Bob Fernandes, do Terra Magazine:
Os intestinos do Brasil.
Daniel Dantas está numa sala da Superintendência da Polícia Federal em São Paulo. Seu advogado, Nélio Machado, está próximo.
Diante do banqueiro, o delegado que coordenou a operação Satiagraha, o homem que o prendeu por duas vezes em 48 horas. São 8 da noite da quinta-feira, 10 de julho.
Outros dois dos presos na operação acabam de ser libertados, habeas corpus do presidente do Supremo, Gilmar Mendes, concedidos ao megainvestidor Naji Nahas e ao ex-prefeito Celso Pitta.
Daniel Dantas parece exausto, rendido, mas não deixou de ser quem é. Obcecado por tudo que foca e toca, brilhante, genial, dizem mesmo os mais empedernidos adversários.
O tempo, pouco tempo, dirá o quanto há de cálculo, quanto há de desabafo no que começa a despejar sobre o delegado Protógenes Queiróz. Primeiro, a senha:
- Eu vou contar tudo! Vou detonar!
Antes ainda, o delegado lhe passa um calhamaço, o relatório das investigações, o fruto de anos de investigações, e diz, na longa conversa informal:
- ...sua grande ruína foi a mídia...você perdeu muito tempo com isso, leia esse capítulo sobre a mídia e entenda porque você está preso...sua defesa começa aqui, com todo o respeito que eu tenho ao seu advogado aqui presente...
Daniel lê, atentamente.
O delegado volta à carga.
- Não continue jogando seus amigos, seus aliados contra mim, isso não vai adiantar nada, como não adiantou...
Daniel, silencioso, parece concordar. O delegado prossegue:
- Se esse jogo continuar, a cada vez serão mais dez anos de prisão... eu tenho pelo menos 5 preventivas contra você, o trabalho do juiz De Sanctis é extraordinário, não há como escapar de novos mandados...e se você insistir agora será com a família toda...serão duzentos anos de prisão...

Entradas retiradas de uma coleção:

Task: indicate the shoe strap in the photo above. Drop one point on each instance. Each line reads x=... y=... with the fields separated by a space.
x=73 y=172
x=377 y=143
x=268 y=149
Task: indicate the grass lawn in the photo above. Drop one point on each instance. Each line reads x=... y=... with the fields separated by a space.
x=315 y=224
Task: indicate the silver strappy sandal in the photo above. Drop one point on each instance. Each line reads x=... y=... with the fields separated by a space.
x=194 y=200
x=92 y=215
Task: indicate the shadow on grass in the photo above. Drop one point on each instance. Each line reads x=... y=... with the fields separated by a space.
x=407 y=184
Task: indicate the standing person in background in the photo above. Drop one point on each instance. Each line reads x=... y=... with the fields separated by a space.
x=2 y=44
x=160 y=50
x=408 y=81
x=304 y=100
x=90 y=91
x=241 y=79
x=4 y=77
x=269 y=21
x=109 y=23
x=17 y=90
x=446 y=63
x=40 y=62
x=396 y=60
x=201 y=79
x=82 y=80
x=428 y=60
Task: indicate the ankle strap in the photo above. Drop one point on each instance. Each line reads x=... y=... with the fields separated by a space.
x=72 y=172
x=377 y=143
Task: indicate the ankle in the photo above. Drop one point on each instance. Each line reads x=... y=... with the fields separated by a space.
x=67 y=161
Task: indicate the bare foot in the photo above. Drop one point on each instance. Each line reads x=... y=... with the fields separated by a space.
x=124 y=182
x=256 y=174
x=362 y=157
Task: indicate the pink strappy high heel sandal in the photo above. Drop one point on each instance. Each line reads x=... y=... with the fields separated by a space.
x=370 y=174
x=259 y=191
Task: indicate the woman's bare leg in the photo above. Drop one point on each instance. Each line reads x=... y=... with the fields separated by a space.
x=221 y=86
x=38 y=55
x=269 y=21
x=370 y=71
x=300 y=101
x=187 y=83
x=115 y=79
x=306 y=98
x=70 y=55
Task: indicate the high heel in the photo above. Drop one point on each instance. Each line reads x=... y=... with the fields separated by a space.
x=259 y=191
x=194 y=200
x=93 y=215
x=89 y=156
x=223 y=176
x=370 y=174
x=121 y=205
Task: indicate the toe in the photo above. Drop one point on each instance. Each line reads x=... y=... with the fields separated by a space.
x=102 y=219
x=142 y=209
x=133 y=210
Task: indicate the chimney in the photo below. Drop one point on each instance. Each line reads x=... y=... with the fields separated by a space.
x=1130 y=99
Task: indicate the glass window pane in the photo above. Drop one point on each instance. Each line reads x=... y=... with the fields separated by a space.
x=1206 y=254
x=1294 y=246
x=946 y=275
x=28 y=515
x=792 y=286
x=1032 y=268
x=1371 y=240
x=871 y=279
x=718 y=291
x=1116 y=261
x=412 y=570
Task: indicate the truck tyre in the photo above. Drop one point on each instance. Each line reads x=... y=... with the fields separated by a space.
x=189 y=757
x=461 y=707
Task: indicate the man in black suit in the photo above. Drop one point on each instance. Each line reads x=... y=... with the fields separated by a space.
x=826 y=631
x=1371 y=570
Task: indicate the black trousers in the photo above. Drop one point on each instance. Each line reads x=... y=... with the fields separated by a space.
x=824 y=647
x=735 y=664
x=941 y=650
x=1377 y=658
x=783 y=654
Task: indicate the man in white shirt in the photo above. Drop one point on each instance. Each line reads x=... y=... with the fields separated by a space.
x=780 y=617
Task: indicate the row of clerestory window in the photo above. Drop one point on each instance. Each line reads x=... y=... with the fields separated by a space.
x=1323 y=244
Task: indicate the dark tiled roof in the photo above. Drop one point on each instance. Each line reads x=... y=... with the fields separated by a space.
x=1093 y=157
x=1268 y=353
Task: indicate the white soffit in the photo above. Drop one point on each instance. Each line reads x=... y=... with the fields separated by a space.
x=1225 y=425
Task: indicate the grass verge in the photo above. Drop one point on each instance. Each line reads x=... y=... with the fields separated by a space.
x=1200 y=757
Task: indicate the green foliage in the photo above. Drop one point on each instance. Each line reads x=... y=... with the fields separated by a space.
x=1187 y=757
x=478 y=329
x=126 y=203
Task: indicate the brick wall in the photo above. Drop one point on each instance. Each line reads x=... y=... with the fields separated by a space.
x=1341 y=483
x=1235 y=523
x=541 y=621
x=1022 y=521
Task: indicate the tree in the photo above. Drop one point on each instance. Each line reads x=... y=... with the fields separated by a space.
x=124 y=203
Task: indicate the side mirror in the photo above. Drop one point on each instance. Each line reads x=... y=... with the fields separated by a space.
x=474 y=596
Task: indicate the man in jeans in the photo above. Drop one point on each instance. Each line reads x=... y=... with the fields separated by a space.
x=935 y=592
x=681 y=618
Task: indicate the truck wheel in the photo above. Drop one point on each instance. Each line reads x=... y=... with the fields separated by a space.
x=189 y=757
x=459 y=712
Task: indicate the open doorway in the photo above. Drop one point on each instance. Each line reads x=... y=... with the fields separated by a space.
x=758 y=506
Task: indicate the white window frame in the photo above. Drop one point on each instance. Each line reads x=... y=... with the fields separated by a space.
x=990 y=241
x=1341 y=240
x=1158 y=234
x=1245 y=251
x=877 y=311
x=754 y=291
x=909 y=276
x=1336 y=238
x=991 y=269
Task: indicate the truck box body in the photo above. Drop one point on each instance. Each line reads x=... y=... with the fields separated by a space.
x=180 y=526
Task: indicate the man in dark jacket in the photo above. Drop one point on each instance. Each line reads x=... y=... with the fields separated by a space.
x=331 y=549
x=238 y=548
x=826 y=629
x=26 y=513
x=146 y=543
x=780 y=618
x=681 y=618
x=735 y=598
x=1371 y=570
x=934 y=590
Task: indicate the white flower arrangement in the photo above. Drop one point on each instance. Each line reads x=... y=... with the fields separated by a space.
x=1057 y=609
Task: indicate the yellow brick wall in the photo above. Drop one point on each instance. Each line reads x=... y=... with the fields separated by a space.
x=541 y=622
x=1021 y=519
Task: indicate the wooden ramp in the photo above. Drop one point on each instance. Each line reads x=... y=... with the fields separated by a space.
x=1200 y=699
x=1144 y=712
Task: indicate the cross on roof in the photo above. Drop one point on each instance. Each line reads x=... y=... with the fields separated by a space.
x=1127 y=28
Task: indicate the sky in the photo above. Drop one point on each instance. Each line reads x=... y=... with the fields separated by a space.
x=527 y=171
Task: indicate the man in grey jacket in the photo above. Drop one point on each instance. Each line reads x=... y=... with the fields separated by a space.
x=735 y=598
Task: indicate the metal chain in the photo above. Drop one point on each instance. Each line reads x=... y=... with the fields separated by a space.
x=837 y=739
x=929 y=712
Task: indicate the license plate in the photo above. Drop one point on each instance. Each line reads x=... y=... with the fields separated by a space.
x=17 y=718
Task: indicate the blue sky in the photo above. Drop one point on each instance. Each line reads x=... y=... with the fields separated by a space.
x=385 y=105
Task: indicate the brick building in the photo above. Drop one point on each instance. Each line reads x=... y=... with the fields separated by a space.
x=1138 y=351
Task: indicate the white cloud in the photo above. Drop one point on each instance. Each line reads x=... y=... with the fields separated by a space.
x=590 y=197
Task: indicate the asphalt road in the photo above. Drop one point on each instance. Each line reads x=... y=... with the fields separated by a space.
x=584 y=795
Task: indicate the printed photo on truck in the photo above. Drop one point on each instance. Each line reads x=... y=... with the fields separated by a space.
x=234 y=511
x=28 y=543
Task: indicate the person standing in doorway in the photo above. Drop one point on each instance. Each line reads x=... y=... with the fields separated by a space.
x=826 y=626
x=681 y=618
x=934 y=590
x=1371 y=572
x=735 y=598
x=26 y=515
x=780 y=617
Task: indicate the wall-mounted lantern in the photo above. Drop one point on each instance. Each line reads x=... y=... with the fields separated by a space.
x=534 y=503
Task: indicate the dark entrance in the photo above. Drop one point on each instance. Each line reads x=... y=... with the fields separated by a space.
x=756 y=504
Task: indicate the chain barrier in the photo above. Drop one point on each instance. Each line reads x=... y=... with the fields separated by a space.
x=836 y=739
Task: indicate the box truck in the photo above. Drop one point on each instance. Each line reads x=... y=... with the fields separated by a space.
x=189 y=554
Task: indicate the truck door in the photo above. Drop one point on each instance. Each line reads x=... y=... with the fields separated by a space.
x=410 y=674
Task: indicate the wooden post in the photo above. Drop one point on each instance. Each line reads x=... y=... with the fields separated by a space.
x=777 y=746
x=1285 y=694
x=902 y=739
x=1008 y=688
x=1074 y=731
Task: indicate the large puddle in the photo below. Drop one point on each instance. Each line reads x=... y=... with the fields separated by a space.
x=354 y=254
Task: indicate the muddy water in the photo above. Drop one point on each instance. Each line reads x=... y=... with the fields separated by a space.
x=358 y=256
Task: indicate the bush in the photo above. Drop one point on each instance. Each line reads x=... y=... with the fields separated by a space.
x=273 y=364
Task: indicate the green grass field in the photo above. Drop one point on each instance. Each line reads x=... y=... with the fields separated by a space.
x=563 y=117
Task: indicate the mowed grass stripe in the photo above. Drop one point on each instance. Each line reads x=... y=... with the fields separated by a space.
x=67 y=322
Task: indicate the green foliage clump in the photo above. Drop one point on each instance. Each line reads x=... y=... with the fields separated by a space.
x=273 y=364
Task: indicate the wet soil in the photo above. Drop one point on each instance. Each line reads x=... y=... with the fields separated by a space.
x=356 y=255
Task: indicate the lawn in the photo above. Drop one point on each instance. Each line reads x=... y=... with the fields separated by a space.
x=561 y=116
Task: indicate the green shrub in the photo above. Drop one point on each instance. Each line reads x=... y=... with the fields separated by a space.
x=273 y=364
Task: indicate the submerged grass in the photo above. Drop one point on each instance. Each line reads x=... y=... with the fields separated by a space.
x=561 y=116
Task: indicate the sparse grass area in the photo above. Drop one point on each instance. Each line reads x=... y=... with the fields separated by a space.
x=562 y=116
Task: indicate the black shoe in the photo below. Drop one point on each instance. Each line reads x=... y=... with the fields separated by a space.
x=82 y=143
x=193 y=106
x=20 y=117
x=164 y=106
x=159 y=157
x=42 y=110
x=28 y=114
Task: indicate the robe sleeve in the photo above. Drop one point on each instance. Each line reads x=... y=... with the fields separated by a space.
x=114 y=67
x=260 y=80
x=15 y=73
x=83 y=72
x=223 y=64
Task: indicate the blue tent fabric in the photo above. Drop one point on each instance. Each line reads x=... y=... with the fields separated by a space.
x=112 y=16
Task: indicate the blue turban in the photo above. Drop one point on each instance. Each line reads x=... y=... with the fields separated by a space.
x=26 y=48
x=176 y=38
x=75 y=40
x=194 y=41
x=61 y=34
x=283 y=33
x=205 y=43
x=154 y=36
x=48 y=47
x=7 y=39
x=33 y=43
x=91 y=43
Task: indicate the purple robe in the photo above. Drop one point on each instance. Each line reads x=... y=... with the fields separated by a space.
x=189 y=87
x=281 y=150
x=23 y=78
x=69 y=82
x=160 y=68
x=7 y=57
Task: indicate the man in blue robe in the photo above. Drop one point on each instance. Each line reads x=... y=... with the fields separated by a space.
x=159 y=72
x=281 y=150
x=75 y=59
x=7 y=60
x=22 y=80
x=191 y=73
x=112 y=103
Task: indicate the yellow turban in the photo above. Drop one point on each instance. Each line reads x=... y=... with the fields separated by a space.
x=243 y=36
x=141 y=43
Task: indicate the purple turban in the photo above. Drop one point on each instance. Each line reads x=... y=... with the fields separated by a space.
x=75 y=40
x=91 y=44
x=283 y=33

Enunciado 1: Segundo o trecho para leitura, em que dia e horário Daniel Dantas se encontra diante do delegado na Superintendência da Polícia Federal?
Enunciado 2: Indique se cada afirmação abaixo está de acordo com o trecho para leitura, citando literalmente as palavras que o comprovam: (a) o delegado prendeu Daniel Dantas duas vezes em 48 horas; (b) o advogado de Daniel Dantas é Naji Nahas; (c) os habeas corpus foram concedidos pelo presidente do Supremo, Gilmar Mendes.
Enunciado 3: Prossiga com a reportagem sobre a prisão de Daniel Dantas a partir da última fala do delegado no trecho para leitura.

Sua resposta 1: Às 8 da noite da quinta-feira, 10 de julho.

Sua resposta 2:
(a) Sim: "o homem que o prendeu por duas vezes em 48 horas".
(b) Não: "Seu advogado, Nélio Machado, está próximo."
(c) Sim: "habeas corpus do presidente do Supremo, Gilmar Mendes, concedidos ao megainvestidor Naji Nahas e ao ex-prefeito Celso Pitta".

Sua resposta 3:
Silêncio, Protógenes Queiroz fecha o cerco:
- ...vamos fazer um acordo, você me ajuda e eu te ajudo....
Daniel, aquele que é tido e havido como uma mente brilhante, decide. O tempo dirá se cálculo ou rendição:
- Eu vou contar tudo!
E faz jorrar, devastador:
-...vou contar tudo sobre todos. Como paguei um milhão e meio para não ser preso pela Polícia Federal em 2004...
- Um milhão e meio? À época da operação Chacal, o caso Kroll...?
Prossegue a torrente de Daniel:
- ...tudo sobre minhas relações com a política, com os partidos, com os políticos, com os candidatos, com o Congresso... tudo sobre minhas relações com a Justiça, sobre como corrompi juízes, desembargadores, sobre quem foi comprado na imprensa...
O delegado, avança:
- Vamos fazer um acordo, mas é ponto de honra você não mentir. Não abro mão dessa investigação e seus resultados, mas muito mais fundamental é contar tudo sobre a corrupção no Brasil...quero saber a quem você pagou propina no Judiciário, no Congresso, na imprensa...
Em meio à torrente, em algum momento o advogado Nélio Machado pondera:
- ...você vai estar mais seguro na cadeia do que fora, fora você correrá risco de ser morto!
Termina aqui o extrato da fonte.